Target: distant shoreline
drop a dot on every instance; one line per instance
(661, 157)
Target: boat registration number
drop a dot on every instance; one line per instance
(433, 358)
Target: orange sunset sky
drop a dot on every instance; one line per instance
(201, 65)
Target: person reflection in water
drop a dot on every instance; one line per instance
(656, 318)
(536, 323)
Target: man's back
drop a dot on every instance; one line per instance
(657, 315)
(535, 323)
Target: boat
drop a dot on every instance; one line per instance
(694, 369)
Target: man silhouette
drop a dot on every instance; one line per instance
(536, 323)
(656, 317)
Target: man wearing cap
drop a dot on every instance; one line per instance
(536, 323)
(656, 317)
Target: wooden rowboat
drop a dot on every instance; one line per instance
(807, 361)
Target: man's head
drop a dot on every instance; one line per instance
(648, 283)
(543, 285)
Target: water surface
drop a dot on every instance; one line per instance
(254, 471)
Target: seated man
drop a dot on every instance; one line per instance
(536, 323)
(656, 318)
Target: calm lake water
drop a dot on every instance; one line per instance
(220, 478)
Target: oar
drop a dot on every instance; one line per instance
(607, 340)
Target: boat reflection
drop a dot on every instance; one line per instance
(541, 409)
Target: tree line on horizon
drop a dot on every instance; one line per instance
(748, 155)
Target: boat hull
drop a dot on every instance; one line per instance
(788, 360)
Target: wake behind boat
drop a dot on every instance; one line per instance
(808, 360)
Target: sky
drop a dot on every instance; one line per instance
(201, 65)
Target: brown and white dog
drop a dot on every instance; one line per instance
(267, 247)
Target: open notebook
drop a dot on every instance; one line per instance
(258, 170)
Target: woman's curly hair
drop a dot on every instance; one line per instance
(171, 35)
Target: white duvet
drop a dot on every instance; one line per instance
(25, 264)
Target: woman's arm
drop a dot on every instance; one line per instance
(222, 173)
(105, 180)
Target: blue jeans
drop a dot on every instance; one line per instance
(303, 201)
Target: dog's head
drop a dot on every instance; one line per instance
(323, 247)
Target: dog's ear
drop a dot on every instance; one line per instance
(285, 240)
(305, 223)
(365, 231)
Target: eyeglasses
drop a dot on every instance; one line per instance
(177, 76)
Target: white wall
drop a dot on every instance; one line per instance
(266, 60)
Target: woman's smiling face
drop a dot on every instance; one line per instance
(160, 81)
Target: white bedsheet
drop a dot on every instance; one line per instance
☆ ☆ ☆ ☆ ☆ ☆ ☆
▶ **Aim of the exercise**: For the word "woman", return every line of the records that holds it.

▶ **Exercise answer**:
Target: woman's curly hair
Target: woman's arm
Target: woman's smiling face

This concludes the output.